** Start of MATERIAL SUPPLIED **
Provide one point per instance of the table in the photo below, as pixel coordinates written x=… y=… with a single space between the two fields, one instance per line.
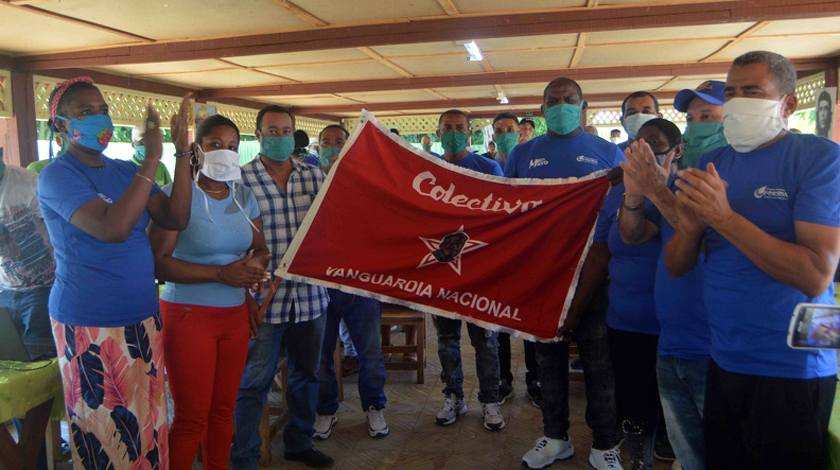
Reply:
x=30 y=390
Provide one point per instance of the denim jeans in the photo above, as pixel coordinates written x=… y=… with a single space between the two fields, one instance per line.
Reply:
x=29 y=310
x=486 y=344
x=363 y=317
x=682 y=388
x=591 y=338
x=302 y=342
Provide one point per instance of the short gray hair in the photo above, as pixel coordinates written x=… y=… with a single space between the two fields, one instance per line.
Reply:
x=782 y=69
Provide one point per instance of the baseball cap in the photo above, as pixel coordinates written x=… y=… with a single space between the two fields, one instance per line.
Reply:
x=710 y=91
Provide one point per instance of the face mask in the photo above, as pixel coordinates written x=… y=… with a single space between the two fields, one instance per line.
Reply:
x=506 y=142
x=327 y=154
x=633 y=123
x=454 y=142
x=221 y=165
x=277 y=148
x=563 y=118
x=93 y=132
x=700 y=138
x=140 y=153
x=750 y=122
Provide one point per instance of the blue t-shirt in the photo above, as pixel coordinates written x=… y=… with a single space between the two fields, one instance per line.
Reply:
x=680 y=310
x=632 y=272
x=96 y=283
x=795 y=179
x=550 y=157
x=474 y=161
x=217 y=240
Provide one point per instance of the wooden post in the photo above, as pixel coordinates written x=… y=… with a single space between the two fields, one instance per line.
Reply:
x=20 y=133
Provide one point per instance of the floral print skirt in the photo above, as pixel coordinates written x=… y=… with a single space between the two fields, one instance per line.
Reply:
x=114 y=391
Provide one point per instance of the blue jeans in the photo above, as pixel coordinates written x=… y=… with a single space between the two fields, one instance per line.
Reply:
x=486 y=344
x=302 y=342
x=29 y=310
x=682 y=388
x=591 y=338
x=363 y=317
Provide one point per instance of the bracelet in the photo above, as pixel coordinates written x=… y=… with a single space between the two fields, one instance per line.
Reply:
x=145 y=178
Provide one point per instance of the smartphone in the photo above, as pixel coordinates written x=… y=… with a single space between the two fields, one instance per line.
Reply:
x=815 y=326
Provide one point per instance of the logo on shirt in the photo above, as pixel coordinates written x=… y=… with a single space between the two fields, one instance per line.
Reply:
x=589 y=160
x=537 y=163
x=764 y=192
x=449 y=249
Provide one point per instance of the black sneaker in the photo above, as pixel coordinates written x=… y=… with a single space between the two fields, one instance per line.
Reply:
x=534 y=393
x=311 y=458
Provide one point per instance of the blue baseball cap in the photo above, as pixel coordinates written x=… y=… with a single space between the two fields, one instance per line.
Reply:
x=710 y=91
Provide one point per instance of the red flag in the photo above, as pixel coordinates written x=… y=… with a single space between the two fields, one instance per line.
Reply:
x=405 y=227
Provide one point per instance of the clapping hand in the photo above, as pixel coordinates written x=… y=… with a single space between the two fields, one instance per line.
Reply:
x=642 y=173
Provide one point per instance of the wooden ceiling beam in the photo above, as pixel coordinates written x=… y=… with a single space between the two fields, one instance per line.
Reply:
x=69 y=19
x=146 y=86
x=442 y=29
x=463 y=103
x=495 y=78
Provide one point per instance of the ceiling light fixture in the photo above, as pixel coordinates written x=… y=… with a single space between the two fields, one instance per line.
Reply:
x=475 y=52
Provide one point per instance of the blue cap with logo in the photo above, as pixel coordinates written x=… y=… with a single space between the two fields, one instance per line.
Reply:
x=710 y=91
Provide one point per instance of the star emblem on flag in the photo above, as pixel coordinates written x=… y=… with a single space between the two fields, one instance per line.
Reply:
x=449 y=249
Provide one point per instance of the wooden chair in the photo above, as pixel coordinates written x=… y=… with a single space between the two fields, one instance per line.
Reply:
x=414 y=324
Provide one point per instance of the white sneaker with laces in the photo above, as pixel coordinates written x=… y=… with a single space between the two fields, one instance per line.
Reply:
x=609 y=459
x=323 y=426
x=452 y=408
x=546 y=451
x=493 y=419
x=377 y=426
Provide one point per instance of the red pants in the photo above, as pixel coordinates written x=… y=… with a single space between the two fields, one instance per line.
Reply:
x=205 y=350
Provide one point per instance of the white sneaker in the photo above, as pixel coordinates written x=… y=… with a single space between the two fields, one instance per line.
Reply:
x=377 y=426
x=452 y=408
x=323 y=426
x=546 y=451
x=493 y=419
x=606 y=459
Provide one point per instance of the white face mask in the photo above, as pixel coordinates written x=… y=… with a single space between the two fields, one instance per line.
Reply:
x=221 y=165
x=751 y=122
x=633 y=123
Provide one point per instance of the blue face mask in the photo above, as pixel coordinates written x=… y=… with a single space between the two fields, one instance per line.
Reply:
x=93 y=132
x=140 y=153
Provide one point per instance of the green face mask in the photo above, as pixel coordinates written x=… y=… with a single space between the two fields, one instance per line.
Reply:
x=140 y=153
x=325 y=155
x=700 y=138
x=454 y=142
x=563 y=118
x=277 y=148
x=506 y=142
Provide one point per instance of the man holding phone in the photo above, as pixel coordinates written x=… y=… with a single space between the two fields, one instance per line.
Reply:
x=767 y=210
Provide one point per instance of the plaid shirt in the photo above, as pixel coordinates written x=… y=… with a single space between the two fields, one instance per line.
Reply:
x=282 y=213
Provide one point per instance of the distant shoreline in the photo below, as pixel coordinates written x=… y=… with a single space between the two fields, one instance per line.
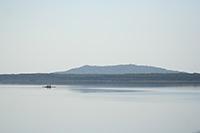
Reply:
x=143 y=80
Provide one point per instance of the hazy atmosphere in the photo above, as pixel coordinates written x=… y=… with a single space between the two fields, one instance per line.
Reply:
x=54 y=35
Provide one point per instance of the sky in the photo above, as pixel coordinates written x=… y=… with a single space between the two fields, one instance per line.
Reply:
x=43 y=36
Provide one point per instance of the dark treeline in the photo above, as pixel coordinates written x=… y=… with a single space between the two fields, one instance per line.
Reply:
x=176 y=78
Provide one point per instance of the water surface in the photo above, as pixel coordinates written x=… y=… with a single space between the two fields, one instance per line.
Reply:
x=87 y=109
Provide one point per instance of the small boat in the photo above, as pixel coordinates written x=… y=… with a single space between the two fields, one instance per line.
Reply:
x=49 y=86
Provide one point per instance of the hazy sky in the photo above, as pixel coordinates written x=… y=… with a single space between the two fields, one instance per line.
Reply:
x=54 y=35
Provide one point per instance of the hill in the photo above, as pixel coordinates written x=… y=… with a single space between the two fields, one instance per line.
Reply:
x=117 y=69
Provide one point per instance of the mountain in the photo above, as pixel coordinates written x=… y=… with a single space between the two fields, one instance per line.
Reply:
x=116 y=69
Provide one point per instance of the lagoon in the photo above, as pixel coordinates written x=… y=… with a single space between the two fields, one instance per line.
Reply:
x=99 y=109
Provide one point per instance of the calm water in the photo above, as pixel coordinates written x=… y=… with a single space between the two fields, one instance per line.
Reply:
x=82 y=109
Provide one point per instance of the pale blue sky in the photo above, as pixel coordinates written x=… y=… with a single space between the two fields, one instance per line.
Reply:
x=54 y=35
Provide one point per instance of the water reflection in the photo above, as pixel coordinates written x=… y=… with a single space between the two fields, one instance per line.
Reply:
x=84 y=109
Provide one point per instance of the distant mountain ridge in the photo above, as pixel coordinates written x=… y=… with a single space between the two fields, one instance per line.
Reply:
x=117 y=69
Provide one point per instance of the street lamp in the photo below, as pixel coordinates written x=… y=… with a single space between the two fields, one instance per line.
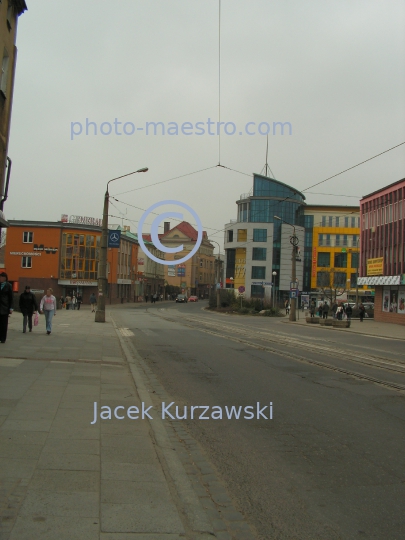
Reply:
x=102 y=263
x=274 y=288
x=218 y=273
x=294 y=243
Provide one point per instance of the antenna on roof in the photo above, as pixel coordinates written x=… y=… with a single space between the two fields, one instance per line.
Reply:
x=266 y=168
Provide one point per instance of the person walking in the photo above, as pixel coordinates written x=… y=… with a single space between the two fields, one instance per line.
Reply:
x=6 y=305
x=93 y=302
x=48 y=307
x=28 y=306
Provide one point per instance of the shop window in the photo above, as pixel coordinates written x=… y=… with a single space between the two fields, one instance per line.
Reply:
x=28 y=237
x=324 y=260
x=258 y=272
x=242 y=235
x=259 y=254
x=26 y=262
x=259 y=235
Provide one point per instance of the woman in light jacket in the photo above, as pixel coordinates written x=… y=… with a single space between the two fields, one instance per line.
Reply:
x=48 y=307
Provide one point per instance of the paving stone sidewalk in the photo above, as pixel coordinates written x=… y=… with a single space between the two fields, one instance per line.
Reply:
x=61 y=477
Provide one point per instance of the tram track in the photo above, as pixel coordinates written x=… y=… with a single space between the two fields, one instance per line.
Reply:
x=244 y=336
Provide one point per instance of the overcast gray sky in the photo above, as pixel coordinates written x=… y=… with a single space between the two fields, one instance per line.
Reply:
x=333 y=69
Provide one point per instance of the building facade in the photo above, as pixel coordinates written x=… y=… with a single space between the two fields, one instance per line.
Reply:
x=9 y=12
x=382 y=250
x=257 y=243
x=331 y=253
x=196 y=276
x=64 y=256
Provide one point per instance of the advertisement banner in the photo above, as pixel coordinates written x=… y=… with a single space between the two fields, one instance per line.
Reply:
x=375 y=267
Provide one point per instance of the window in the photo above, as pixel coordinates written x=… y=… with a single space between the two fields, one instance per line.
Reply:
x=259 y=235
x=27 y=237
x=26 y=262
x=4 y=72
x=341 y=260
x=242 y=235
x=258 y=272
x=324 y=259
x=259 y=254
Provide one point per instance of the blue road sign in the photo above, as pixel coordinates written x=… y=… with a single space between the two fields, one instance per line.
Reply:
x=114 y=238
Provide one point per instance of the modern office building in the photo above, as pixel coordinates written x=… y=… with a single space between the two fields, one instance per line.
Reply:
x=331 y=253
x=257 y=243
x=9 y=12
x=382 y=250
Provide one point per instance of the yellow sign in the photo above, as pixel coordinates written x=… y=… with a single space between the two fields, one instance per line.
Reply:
** End of MATERIAL SUPPLIED **
** Start of MATERIAL SUPPLIED **
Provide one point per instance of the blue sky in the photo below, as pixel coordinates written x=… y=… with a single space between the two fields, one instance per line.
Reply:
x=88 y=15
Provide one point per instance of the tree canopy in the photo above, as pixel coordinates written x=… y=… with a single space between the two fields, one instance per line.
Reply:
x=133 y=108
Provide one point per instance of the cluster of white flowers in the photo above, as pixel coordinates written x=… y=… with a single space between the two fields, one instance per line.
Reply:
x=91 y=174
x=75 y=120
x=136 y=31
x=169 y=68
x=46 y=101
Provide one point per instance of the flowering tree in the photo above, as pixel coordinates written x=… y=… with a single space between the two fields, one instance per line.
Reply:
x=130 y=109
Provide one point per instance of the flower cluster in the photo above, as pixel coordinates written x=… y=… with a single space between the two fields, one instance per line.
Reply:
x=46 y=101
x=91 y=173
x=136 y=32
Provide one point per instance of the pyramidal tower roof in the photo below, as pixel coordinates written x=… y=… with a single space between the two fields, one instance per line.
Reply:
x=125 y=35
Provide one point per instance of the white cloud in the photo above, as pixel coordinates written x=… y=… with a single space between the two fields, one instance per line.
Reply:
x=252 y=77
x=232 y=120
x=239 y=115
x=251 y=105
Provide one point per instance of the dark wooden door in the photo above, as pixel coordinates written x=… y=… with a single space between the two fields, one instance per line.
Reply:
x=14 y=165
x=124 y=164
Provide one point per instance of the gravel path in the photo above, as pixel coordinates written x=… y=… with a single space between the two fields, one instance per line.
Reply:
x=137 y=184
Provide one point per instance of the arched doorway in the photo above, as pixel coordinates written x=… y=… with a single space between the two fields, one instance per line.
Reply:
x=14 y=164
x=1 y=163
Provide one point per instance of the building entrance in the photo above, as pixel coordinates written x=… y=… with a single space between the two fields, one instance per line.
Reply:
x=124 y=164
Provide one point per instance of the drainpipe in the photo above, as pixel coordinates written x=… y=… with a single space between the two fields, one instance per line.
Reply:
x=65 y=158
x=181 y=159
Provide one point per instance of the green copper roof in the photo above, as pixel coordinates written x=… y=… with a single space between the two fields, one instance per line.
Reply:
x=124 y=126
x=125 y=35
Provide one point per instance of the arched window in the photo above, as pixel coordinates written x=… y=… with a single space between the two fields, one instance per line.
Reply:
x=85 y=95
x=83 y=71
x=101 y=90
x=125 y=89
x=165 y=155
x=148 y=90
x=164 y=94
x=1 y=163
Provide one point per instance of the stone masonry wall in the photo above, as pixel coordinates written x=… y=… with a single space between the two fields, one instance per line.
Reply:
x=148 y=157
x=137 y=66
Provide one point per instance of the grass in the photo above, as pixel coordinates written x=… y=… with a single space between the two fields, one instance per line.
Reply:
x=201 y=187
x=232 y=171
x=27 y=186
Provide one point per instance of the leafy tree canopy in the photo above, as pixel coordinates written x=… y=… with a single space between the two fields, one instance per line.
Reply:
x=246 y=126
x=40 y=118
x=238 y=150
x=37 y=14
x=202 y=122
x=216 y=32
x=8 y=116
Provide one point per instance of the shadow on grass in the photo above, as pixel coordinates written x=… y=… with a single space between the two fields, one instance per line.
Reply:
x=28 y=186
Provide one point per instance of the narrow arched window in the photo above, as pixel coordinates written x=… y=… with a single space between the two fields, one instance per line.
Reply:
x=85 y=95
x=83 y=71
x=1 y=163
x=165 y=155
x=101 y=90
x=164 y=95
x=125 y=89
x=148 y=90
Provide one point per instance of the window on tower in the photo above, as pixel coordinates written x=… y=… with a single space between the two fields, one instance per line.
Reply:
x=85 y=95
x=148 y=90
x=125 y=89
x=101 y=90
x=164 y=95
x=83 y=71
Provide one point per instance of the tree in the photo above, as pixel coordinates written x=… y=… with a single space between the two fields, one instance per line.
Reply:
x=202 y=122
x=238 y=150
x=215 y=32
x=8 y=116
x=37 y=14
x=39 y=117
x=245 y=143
** End of MATERIAL SUPPLIED **
** Start of MATERIAL SUPPLIED **
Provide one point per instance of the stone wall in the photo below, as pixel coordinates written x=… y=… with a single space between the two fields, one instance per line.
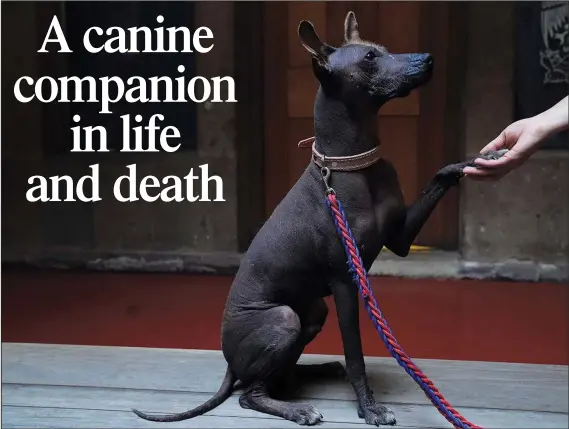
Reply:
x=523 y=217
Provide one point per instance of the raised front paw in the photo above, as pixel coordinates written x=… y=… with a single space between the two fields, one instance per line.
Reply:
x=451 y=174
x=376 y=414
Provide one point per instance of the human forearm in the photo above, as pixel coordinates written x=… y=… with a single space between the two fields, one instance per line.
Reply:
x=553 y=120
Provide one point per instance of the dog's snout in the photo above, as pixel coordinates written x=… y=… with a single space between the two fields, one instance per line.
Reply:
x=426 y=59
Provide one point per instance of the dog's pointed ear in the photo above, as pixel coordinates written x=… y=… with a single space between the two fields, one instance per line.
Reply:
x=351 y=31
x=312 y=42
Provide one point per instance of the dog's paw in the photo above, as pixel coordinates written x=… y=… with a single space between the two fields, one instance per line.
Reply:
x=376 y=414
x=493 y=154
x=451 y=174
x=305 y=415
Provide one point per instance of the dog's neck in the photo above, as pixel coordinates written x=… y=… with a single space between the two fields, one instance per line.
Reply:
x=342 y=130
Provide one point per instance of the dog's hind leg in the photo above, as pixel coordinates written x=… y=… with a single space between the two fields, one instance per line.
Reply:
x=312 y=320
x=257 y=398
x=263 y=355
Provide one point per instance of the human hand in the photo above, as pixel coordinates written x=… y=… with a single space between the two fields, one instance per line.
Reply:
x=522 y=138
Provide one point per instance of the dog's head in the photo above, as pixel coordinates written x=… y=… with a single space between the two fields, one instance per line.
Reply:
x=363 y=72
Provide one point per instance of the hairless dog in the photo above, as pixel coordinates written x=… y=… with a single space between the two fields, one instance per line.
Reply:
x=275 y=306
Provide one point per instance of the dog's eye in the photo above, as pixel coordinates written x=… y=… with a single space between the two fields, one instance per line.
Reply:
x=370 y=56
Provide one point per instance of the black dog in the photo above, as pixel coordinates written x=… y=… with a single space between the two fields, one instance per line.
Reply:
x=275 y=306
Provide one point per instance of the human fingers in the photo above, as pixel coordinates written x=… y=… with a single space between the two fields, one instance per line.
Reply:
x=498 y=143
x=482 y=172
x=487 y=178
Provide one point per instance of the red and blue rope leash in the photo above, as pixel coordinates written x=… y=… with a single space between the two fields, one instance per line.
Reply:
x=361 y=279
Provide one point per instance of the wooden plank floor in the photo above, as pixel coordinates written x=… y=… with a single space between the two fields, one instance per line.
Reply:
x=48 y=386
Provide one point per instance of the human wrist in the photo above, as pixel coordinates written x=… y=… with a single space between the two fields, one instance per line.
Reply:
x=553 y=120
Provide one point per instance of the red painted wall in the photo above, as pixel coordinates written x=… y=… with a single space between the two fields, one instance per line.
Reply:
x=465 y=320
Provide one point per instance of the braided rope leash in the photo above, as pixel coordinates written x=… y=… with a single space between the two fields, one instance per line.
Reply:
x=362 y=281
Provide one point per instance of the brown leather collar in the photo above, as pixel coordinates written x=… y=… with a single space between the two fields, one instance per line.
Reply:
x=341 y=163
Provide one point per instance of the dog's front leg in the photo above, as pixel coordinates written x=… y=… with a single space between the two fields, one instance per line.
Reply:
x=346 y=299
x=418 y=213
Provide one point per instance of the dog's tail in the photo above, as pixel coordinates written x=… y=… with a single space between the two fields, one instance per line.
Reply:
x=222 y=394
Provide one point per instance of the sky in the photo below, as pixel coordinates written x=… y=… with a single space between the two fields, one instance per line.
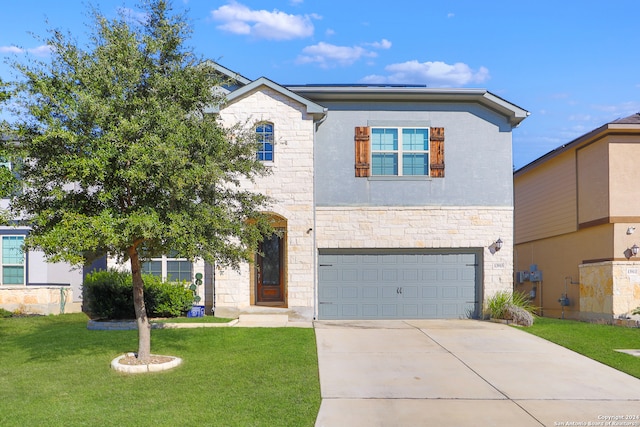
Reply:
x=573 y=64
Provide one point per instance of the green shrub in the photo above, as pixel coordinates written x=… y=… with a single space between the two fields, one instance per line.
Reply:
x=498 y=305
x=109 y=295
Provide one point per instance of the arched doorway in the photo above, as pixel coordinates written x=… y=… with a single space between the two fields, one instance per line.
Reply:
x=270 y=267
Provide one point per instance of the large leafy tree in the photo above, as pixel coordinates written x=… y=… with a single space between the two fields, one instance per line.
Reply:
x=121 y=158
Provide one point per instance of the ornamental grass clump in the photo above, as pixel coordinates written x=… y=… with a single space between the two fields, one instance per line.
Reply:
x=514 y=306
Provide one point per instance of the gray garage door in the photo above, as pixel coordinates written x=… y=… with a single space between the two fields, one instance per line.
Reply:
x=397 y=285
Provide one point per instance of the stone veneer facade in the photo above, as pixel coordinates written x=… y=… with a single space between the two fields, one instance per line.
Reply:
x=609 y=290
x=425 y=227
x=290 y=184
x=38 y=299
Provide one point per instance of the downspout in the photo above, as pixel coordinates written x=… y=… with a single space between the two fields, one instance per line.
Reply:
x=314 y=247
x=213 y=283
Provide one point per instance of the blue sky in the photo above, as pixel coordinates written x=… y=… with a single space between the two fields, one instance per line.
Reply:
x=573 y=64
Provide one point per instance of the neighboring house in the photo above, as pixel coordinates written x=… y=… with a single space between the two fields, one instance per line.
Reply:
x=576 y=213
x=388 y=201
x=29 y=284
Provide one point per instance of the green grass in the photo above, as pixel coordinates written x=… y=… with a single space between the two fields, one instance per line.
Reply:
** End of MATERIAL SUPPLIED **
WHAT TO DO: Return the lines of the material above verbatim, from the line with "Provide one point per instance of the shadow" up to and including the line with "x=245 y=143".

TASK OUTPUT:
Provide one point per instance of the shadow on grass in the photo above, as pixel coordinates written x=… y=… with a single space between the two fields, one instance per line.
Reply:
x=28 y=186
Provide one point per instance of the narrow arched window in the photo above, as pixel coordinates written x=… y=… with a single space between the two fields, one instance per line.
Reply:
x=85 y=95
x=83 y=71
x=1 y=163
x=165 y=155
x=101 y=90
x=164 y=95
x=125 y=89
x=148 y=90
Provide one point per instance of the window on tower in the photo above, as pixel coordinates written x=… y=… with a single space between the two fields, one instance per line.
Reply:
x=85 y=95
x=148 y=90
x=125 y=89
x=101 y=90
x=164 y=95
x=83 y=71
Provide one point per instance of the tree in the photo above, as pixel coordinates written x=… y=… with a single space between the two fields, one instance per line.
Reply:
x=202 y=122
x=238 y=150
x=215 y=32
x=8 y=116
x=37 y=14
x=39 y=117
x=245 y=143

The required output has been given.